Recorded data

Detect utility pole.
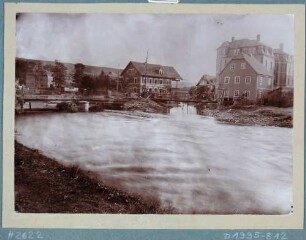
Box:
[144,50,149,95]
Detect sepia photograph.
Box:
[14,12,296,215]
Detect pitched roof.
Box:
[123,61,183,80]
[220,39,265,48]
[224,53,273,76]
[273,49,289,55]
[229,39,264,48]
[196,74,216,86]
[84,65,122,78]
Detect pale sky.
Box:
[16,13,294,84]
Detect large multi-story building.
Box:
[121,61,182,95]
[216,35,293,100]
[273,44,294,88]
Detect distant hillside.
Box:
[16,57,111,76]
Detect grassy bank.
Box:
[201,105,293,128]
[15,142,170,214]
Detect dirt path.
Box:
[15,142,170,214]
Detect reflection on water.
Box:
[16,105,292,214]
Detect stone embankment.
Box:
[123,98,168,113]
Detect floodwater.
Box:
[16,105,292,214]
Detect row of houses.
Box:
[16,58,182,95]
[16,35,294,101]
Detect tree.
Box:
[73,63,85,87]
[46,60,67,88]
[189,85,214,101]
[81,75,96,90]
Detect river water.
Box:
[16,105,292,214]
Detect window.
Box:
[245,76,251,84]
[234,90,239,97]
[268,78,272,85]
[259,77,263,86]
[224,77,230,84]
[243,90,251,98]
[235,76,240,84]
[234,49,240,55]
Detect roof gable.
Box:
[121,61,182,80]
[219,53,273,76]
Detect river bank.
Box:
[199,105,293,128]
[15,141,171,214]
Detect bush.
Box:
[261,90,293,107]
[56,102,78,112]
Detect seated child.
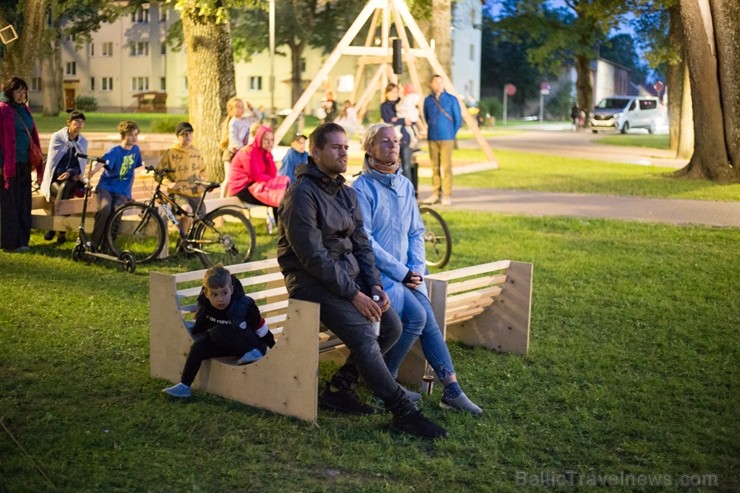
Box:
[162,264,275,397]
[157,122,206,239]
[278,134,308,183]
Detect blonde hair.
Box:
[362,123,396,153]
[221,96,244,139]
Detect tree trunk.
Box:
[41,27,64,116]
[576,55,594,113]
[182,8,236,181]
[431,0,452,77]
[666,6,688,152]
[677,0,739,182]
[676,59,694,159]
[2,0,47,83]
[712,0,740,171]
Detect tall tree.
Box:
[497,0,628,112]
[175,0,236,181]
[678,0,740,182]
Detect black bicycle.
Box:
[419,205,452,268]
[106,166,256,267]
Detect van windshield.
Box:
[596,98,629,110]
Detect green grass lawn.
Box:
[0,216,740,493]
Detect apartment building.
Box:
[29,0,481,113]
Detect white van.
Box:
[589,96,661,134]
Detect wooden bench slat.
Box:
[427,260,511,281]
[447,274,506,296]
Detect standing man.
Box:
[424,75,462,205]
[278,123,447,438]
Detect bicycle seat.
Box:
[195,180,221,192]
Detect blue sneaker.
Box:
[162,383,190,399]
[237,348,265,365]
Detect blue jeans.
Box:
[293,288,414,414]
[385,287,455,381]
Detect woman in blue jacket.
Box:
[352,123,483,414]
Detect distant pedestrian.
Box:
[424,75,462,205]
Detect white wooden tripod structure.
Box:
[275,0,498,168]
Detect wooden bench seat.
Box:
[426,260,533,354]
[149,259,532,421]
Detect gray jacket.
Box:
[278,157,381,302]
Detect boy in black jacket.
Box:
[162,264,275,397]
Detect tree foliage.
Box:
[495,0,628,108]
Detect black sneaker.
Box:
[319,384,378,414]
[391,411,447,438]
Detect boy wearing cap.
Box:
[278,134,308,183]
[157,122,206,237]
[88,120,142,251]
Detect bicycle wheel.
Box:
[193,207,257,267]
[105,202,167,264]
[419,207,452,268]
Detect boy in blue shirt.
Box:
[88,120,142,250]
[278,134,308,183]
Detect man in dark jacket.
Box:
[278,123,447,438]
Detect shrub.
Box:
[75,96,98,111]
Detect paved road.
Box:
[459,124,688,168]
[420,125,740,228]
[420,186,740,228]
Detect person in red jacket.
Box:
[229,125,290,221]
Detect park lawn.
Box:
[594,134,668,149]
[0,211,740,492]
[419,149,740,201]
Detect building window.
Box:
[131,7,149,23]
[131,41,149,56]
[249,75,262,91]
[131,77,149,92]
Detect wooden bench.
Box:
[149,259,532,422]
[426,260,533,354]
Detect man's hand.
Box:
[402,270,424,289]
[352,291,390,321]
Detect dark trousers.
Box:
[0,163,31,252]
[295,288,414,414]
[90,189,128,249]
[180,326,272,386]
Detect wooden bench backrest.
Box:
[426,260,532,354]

--

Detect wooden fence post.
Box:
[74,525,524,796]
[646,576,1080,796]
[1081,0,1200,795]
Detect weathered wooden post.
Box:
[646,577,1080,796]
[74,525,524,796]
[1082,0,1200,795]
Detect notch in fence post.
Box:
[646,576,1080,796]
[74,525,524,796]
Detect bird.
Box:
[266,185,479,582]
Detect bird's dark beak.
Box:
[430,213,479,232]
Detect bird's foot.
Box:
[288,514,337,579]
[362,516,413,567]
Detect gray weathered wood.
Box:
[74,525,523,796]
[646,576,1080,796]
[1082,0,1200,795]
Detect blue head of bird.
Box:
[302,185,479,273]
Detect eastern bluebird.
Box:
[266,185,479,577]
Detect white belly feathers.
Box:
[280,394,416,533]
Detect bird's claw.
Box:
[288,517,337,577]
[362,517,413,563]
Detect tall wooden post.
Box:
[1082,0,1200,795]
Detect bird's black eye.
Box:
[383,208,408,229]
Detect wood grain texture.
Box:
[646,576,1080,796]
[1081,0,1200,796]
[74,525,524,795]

==

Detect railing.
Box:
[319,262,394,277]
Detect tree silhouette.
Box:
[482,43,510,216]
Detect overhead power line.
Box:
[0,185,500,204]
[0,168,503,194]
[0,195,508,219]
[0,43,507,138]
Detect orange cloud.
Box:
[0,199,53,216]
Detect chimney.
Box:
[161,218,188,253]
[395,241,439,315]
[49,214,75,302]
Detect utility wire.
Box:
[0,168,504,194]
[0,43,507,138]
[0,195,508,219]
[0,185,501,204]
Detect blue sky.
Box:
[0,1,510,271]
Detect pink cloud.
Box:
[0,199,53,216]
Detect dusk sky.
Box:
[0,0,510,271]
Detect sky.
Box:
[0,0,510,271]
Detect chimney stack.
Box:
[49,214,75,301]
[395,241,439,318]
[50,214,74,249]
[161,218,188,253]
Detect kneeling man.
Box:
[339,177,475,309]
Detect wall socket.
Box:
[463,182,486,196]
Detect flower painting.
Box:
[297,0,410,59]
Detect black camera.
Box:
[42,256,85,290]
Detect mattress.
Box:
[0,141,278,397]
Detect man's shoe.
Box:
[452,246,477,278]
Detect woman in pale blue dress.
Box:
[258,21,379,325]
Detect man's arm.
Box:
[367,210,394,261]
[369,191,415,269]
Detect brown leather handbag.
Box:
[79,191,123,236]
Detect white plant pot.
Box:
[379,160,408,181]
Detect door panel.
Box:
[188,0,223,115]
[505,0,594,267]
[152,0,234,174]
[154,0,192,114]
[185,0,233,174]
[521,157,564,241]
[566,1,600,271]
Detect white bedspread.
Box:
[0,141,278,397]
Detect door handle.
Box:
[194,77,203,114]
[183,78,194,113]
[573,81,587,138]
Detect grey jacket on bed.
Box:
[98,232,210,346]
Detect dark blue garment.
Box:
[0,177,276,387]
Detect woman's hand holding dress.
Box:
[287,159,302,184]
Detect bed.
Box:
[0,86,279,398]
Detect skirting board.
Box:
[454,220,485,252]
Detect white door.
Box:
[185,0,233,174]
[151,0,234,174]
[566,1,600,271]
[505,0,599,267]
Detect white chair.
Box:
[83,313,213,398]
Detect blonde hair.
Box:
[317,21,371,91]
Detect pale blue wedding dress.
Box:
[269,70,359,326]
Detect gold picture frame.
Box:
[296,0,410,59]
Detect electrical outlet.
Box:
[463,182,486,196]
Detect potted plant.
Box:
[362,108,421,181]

#### EXERCISE
Locate each line of the records that contains the string "river" and copy those lines, treating case as significant.

#### REPLY
Detect river water.
Detect river bank.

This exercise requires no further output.